[THE DATA]:
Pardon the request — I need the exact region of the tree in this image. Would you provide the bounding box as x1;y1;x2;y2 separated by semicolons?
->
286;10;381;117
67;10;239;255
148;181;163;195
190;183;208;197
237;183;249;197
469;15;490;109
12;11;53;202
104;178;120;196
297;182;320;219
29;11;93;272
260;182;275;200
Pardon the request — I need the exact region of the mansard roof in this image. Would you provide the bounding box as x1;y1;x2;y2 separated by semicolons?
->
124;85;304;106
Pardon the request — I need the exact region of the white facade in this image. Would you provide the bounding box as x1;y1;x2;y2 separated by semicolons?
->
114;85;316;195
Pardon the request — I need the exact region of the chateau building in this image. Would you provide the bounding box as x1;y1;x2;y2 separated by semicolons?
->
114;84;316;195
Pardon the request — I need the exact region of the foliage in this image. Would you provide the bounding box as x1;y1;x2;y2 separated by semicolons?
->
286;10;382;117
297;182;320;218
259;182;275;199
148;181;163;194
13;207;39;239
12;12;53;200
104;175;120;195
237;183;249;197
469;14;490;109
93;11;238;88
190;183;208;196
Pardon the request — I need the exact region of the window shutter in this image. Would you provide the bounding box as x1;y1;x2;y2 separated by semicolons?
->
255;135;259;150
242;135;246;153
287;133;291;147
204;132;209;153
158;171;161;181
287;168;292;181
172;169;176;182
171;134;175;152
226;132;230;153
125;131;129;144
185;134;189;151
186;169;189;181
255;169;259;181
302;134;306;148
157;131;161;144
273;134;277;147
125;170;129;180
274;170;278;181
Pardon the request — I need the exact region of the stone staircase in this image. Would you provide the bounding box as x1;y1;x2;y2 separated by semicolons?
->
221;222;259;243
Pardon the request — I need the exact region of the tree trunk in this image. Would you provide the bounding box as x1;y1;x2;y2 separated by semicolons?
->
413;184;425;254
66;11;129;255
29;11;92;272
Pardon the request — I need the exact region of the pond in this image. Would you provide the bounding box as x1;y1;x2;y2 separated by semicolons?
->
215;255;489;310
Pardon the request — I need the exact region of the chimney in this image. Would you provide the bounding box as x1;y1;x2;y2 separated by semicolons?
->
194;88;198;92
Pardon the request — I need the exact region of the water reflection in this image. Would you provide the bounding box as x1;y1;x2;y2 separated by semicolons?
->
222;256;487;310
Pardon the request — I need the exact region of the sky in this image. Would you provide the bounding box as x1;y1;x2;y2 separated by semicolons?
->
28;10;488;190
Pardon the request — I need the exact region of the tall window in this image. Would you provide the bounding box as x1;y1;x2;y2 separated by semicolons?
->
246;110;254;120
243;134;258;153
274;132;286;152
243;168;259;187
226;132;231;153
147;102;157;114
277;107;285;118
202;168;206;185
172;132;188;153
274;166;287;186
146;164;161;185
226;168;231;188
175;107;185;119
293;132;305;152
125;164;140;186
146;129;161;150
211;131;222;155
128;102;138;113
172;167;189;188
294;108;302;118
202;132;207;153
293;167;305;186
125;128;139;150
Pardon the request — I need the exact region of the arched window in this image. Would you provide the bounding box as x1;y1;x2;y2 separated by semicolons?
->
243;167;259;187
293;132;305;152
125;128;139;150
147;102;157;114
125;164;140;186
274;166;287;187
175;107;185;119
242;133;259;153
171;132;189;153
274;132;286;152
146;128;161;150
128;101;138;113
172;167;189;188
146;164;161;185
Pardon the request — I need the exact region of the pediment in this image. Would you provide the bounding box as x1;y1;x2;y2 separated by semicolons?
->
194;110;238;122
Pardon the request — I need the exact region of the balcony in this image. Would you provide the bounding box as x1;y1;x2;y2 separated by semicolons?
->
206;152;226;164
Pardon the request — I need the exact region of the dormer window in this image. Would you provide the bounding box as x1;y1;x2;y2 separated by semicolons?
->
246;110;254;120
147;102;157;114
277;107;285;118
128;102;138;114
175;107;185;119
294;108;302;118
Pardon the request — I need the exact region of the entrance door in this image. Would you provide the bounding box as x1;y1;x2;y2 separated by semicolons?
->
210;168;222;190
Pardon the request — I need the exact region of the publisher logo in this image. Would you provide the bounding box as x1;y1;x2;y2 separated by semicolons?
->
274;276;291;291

[TASK DIRECTIONS]:
Repeat all of the records exactly.

[TASK OUTPUT]:
Pardon the request — I need the exact region of the tree in this image. Would you provide the bounding box as x1;y1;x2;y2 separated by semicolons?
->
286;10;381;117
67;10;239;255
148;181;163;195
190;183;208;197
237;183;249;197
469;15;490;109
12;11;53;202
104;178;120;196
297;182;320;219
29;11;93;272
260;182;275;200
Pardon the request — I need the exact region of the mansard roof in this image. Would you provide the bounding box as x1;y1;x2;y2 separated by semicolons?
->
124;85;304;106
Pardon the request — I need the exact region of the white facade in this image. Would you provide the bounding box as x1;y1;x2;y2 separated by semicolons?
->
114;85;316;195
Pardon the request — I need the exact region of the chateau building in this image. Would you provide the bounding box as x1;y1;x2;y2 separated by semicolons?
->
114;84;316;195
Pardon the request — I need the exact region of the foliage in this image. Would you provide the bounding box as x1;y1;x2;y2 separated by semicolons?
->
286;10;382;117
297;182;320;218
259;182;275;199
148;181;163;194
13;207;39;239
12;12;53;200
104;175;120;195
237;183;249;197
469;14;490;109
93;11;238;88
190;183;208;196
Pardon the request — I need the exact region of the window shutter in this image. Would you provide the bounding box as x1;y1;x2;y2 separated by semicolons?
->
255;135;259;150
242;135;246;153
287;133;291;147
204;132;209;153
158;171;161;181
287;168;292;181
172;169;176;182
171;134;175;152
226;132;230;153
125;131;129;144
185;134;189;151
186;169;189;181
255;169;259;181
302;134;306;148
157;131;161;144
273;134;277;147
125;170;129;180
274;170;278;181
Pardon the request — I need the exact region of the stone staircase in this image. Would you provide the bounding box as x1;y1;x2;y2 separated by semicolons?
->
221;222;259;243
Pardon the request — I need the exact region of the tree trunk in this image. Would you provide the bounding box as x1;y1;x2;y2 separated by semicolons?
->
413;184;425;254
66;11;129;255
29;11;92;272
Pardon the request — I need the exact region of the pond in this image. Would you provide the bounding box as x1;y1;x2;y2 separated by semicolons?
->
215;255;489;310
Pardon the request — I need the exact region of the chimney in this image. Would you provide the bounding box as x1;y1;x2;y2 separated by semicolons?
->
194;88;198;92
Pardon the request — I need the exact region of the water reflection in this image. Would you provide the bounding box as x1;y1;x2;y2 separated by semicolons?
->
222;256;487;310
Pardon the request — I need the exact region of the sky in this image. Would you provide the bounding box as x1;y1;x2;y2 separated by semicolons?
->
28;10;488;190
Pardon the request — I need the exact region of the tall window in this image. Would you provide the bounding box as x1;y1;x2;y2 separated by semicolons?
->
246;110;254;120
243;134;258;153
274;132;286;152
243;168;259;187
226;132;231;153
147;102;157;114
277;107;285;118
202;168;206;185
172;132;188;153
274;166;287;186
146;164;161;185
226;168;231;188
175;107;185;119
293;132;305;152
125;164;140;186
146;129;161;150
211;131;222;155
128;102;138;113
172;167;189;188
294;108;302;118
202;132;207;153
293;167;305;186
125;128;139;150
Pardon the request — I need the exact region of the arched window in this image. Would you provide the bounding box as x1;y1;x2;y2 separated by semicolons?
->
243;167;259;187
293;132;305;152
125;128;139;150
147;102;157;114
125;164;140;186
274;166;287;187
175;107;185;119
242;133;259;153
171;132;189;153
274;132;286;152
146;128;161;150
128;101;138;113
172;167;189;188
146;164;161;185
Pardon the request — I need the exact region of the pediment in this image. Would you provide the bounding box as x1;y1;x2;y2 separated by semicolons?
->
194;110;238;122
Pardon the request — I need the exact region of the balcony in this image. Would you provide the bounding box as x1;y1;x2;y2 separated by semicolons?
->
206;152;226;164
Pardon the request — I need the exact region of the dormer window in this image. Would you provide the bounding box as x1;y1;x2;y2 separated by semicolons?
->
246;110;254;120
147;102;157;114
277;107;285;118
128;102;138;114
175;107;185;119
294;108;302;118
Pardon the request — I need the exact region of the entrance door in this image. Would you provide the bounding box as x1;y1;x2;y2 separated by semicolons?
->
210;168;222;190
Pardon the request — I need the exact region of the publisher logo in this image. Would you provide the bounding box as x1;y1;x2;y2 separated by semicolons?
->
274;276;291;291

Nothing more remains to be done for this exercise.